For this exercise, copy out each line of the material below that includes "terrace".
[Start of section]
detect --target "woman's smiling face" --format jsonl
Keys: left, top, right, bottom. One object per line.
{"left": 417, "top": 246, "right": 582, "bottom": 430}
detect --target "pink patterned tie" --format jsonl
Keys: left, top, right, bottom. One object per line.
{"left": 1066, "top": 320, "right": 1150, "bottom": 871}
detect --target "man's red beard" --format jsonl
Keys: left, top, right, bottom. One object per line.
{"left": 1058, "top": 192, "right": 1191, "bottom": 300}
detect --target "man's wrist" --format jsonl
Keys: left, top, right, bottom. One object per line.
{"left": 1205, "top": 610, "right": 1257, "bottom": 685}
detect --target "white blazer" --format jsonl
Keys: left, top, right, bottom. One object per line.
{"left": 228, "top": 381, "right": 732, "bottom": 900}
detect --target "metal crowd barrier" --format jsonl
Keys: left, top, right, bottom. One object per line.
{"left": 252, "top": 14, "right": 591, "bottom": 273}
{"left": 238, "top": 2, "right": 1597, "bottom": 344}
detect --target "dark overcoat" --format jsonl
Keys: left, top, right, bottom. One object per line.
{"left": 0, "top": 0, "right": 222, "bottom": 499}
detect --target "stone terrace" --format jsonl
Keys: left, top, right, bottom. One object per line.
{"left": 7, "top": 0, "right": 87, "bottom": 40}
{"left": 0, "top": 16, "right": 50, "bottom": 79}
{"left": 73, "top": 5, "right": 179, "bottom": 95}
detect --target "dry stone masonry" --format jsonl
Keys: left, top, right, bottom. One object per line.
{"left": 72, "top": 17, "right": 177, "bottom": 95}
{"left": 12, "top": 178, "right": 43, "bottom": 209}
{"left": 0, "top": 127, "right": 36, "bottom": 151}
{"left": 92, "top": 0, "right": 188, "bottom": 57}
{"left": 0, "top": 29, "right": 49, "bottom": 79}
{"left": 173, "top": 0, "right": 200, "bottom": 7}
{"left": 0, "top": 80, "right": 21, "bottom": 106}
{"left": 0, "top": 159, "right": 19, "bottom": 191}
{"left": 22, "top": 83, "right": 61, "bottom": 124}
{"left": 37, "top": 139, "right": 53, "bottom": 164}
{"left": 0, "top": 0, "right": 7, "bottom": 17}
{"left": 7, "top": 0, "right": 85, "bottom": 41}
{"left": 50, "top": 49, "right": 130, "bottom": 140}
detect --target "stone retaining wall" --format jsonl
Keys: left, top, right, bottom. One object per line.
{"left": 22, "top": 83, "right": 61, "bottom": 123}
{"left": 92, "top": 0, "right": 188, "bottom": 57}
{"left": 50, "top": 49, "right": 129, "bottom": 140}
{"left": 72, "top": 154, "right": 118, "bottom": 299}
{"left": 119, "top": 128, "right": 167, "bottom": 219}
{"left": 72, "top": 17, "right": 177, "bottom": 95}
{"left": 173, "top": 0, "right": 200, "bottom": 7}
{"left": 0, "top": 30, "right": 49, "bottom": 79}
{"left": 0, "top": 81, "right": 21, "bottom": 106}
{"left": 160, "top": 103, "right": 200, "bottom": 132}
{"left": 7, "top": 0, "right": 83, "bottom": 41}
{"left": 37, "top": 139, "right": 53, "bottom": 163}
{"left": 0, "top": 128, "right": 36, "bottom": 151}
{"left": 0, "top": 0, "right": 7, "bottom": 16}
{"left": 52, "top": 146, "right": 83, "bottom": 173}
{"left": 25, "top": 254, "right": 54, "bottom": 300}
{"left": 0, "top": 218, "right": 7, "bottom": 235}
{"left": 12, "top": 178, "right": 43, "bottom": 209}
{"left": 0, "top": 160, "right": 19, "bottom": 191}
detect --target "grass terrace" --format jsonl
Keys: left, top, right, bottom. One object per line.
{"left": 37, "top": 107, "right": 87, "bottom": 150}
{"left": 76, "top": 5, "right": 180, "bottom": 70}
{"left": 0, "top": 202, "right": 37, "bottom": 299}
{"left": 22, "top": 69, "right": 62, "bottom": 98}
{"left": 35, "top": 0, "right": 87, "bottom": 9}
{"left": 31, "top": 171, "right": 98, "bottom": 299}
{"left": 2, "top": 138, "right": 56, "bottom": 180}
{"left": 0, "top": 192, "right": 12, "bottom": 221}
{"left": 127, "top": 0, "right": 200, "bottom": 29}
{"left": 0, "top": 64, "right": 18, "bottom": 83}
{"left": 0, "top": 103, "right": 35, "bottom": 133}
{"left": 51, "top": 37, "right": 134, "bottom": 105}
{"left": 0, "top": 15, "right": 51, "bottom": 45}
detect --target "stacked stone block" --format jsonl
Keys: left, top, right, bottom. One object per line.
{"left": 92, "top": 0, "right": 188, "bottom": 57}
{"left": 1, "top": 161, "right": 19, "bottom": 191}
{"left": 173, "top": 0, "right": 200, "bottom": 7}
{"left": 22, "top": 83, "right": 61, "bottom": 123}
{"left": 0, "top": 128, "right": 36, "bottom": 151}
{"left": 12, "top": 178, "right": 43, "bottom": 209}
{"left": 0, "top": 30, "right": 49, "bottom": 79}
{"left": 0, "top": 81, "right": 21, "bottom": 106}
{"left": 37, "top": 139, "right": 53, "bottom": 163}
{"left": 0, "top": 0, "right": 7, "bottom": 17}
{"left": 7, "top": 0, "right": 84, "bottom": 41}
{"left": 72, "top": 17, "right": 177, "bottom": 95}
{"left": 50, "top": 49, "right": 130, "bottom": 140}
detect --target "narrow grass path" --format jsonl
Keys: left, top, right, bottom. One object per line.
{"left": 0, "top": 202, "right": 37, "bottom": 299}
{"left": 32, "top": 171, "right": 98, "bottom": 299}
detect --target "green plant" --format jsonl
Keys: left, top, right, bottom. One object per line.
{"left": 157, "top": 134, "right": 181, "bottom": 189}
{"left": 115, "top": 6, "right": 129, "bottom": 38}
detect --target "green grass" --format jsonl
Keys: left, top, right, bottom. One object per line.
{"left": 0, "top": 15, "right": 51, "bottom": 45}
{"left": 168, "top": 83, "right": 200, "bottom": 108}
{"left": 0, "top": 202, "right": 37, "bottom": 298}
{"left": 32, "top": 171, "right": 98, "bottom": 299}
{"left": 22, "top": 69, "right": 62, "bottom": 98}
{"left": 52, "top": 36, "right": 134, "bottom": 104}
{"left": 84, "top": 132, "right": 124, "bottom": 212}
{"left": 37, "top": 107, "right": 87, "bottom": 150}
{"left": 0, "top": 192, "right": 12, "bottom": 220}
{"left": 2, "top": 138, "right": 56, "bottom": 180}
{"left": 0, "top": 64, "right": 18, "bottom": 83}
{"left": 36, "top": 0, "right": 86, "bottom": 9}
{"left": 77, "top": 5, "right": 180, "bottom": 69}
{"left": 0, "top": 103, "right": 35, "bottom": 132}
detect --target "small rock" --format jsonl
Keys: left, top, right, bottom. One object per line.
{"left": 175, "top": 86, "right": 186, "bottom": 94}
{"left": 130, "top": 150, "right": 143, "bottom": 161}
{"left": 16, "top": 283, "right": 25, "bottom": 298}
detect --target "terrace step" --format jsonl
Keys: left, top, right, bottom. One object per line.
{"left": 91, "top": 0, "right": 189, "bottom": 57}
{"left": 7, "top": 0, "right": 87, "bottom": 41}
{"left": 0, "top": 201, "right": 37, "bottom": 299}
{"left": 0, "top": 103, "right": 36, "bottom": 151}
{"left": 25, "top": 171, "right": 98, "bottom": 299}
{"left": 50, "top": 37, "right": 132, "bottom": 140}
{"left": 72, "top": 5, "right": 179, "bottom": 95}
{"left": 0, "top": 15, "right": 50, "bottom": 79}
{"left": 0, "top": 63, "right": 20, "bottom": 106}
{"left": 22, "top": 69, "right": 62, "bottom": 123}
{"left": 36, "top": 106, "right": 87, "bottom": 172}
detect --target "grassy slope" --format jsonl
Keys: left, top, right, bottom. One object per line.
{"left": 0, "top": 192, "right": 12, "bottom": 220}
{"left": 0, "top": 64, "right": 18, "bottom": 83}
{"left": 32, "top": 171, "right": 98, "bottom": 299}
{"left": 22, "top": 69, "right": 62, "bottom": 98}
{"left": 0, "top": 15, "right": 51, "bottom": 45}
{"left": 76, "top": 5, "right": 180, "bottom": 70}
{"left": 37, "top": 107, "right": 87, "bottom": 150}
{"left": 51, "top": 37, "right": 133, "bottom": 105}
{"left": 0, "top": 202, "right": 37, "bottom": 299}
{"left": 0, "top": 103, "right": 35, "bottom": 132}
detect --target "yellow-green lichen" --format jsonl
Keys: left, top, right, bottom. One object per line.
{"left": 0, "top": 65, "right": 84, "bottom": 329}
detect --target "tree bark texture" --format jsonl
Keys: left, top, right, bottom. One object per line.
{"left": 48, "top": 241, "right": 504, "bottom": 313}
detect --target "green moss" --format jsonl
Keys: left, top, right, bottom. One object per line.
[End of section]
◆ Task answer
detect --target "stone terrace" --format jsonl
detect --target "grass terrace" --format jsonl
detect --target "terrace step" --format jsonl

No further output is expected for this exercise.